Problem 1 => Can you condense the paragraph of the contrast-operator excerpt that begins "The size of either the window" into a short bulleted list that keeps its main facts?
Problem 2 => Could you reproduce the contrast-operator excerpt word for word, starting at "The size of" and ending at "Conventional Approach (WS)"?

Excerpted text =>
_____
While the medium filter is a self-dual operator with respect to the complementation $C$: $CmC=m$; its increasing and decreasing versions are dual: $C{m}_{d}C=m_i$. Although medium filters are not idempotent, they share some common properties with morphological opening and closing. Thus, the alternative contrast operator can be introduced, which is a self-dual one:

$${\kappa }^m\left(f\right)=3f-m_i\left(f\right)-m_d\left(f\right)=2f-m\left(f\right),$$

(7)

The corresponding extended version ${\kappa }_n^m\left(f\right)$ is constructed in the same way as for the top-hat contrast operator in Equation (5):

$${\kappa }_n^m\left(f\right)=\left(2n+1\right)f-n·m_i\left(f\right)-n·m_d\left(f\right)=\left(n+1\right)f-n·m\left(f\right).$$

(8)

According to Equations (7) and (8), medium-based enhanced contrast operators can be computed without a decomposition (6). Also, Equation (8) may be further extended for the use of other filters, e.g., mean and gaussian. If we denote by s such a smoothing operator, then the corresponding enhanced contrast operator can be written:

$${\kappa }_n^s\left(f\right)=\left(n+1\right)f-n·s\left(f\right).$$

(9)

The obvious advantage of using the medium filter in (9) is its edge-preserving property, which is valid at a low signal-to-noise ratio [19].

The size of either the window or the structural element for contrast operators depends on whether large or small regions should be sharpened in the image. Finally, images with enhanced contrast can be binarized using the global threshold, since the illumination variations, which are larger than the window size of the contrast operator, became smaller with respect to the difference between the bright and dark regions in the image.

2.2. Watershed-Based Techniques

2.2.1. Conventional Approach (WS)
_____
Data block =>
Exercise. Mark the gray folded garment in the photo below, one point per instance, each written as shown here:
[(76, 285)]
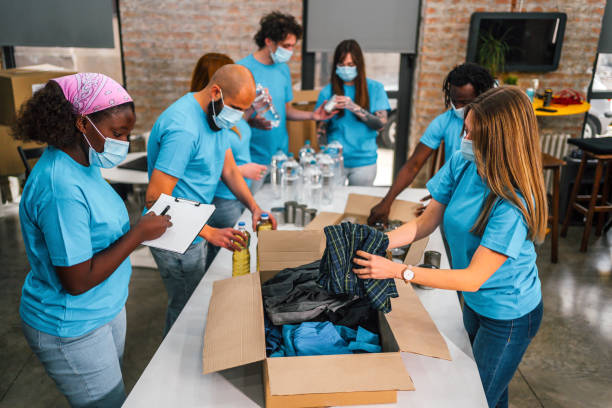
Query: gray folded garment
[(293, 296)]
_____
Correct result 1 =>
- The size of the window or structural element for contrast operators depends on whether large or small image regions should be sharpened.
- Images with enhanced contrast can then be binarized with a global threshold.
- This works because illumination variations larger than the operator's window size become smaller relative to the difference between bright and dark regions.

Correct result 2 =>
The size of either the window or the structural element for contrast operators depends on whether large or small regions should be sharpened in the image. Finally, images with enhanced contrast can be binarized using the global threshold, since the illumination variations, which are larger than the window size of the contrast operator, became smaller with respect to the difference between the bright and dark regions in the image.

2.2. Watershed-Based Techniques

2.2.1. Conventional Approach (WS)